## AIM OF THE TASK
Continue the passage on Georgia Tech's flexible 3D-printed polyester structures, picking up after its final sentence.

Engineers in Scott Hollister’s lab are 3D-printing personalized airway support devices made from a biocompatible polyester. This material — called polycaprolactone (PCL) — already has approval from the FDA. Researchers use selective laser sintering to heat powdered polyester and bind it together.
According to Georgia Tech, PCL has the disadvantage of relatively stiff and linear mechanical properties. Because of this, its applications have yet to reach some critical biomedical needs like soft tissue engineering.
However, Jeong Hun Park, a research scientist in Hollister’s lab, led a team that successfully applied PCL to soft tissue engineering. The secret? Park says “3D auxetic design.” Auxetic materials, when stretched longitudinally, expand in the lateral direction. This differs from most materials that get thinner laterally.
Because of this two-way expansion, these materials could change as human bodies change in size, shape, texture and density. The Georgia Tech team designed 3D-printed structures from tiny struts arranged at right angles. Its cube-shaped structures tested the design’s flexibility, strength and permeability.
“Although the mechanical properties and behavior of the 3D structure depend on the inherent properties of the base material — in this case, PCL — it can also be significantly tuned through internal architecture design,” Park said in a post on the Georgia Tech website.
More about the auxetic material
The researchers describe the material as a network structure designed by assembling unit cells. These cells have struts and intersecting joints and the rotation of those joints under compression or extension can lead to the two-way expansion. It also enables advanced performance for a printed device, the team says.
Features include impact energy absorption, indentation resistance and high flexibility. According to Hollister, the new structure registers about 300 times more flexible than typical solid PCL structures that come out of the lab.

## SUPPLIED DATA
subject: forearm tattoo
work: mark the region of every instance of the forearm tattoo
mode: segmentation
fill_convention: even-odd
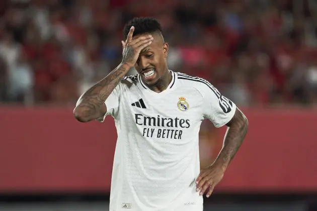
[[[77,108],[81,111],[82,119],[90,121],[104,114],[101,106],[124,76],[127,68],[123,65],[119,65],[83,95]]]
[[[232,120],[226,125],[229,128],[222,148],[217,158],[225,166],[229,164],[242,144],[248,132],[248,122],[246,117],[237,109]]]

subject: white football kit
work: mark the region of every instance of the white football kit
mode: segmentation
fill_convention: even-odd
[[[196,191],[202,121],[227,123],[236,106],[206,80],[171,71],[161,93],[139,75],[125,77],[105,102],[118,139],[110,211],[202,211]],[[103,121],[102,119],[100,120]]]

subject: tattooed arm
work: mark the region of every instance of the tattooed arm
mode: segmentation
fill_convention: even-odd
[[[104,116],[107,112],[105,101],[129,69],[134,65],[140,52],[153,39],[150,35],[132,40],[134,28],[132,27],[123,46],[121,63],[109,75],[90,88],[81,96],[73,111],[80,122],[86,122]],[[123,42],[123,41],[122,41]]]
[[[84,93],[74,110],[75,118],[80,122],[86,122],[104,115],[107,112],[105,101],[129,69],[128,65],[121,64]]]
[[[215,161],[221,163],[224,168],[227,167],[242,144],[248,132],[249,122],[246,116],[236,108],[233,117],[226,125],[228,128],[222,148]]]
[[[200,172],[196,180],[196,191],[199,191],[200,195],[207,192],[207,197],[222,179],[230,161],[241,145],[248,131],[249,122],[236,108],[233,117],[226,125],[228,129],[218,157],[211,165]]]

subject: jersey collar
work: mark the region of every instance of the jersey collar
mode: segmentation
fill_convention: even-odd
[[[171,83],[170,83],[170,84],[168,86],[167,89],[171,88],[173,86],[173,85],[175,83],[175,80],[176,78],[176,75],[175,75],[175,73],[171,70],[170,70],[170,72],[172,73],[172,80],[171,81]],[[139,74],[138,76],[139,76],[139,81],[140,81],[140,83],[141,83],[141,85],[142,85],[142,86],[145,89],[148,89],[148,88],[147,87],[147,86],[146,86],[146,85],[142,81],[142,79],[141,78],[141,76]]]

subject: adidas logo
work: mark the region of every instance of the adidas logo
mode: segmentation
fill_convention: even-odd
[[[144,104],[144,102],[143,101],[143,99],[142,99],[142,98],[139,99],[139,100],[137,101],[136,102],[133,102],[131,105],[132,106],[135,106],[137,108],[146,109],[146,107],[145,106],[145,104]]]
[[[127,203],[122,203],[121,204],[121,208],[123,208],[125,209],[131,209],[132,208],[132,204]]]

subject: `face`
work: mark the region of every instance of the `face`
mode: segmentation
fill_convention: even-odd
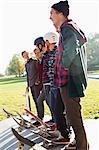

---

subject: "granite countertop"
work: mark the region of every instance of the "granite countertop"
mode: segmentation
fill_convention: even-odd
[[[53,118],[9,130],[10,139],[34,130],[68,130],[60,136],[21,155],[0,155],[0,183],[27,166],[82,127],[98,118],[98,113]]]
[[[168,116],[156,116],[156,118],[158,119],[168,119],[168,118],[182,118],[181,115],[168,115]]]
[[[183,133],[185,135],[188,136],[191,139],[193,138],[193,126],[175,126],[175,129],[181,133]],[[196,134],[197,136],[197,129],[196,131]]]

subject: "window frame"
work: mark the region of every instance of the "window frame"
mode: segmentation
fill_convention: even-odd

## RESPONSE TO THIS TASK
Combining flexibility and strength is crucial, according to Park, because the ultimate goal is to apply the structure to develop a breast reconstruction implant. The team hopes to develop an implant with comparable biomechanical properties to native breast tissue. Park says a biodegradable breast implant option currently doesn’t exist in the clinical setting.
These implants serve as a scaffold, park says, eventually degrading before the body absorbs the material. It still maintains similar mechanical properties to native breast tissue, though.
“We expect that native tissue will be first infiltrated into the pores of the biodegradable implant,” Park said. “Tissue volume will then increase within the implant as it degrades and eventually the device itself is replaced with the tissue after complete degradation of the implant.”
What comes next for the 3D printing method?
The researchers hope their 3D-printed breast implant eventually offers reconstructive support while facilitating the growth of new tissue. The space between the struts could make the difference for a larger device, making it softer and more pliable. Hydrogels that foster cell and tissue growth could eventually fill those spaces, too, they said.
Park’s team also designed inner voids and spaces inside the struts, creating a microporosity that enables the mass transport of oxygen, nutrients, and metabolites to nurture the expansion and growth of a cellular network.
Park and Emory surgeon Angela Cheng have work underway to submit a grant for further research and testing. In the meantime, the team has plans to adapt the technology for other applications. One collaborator, Mike Davis, has a lab at Emory focused on cardiac regeneration. Hollister says the new material could help to reconstruct infarcted or necrotic myocardial tissue.
Additionally, Park developed an auxetic version of the pediatric tracheal splint.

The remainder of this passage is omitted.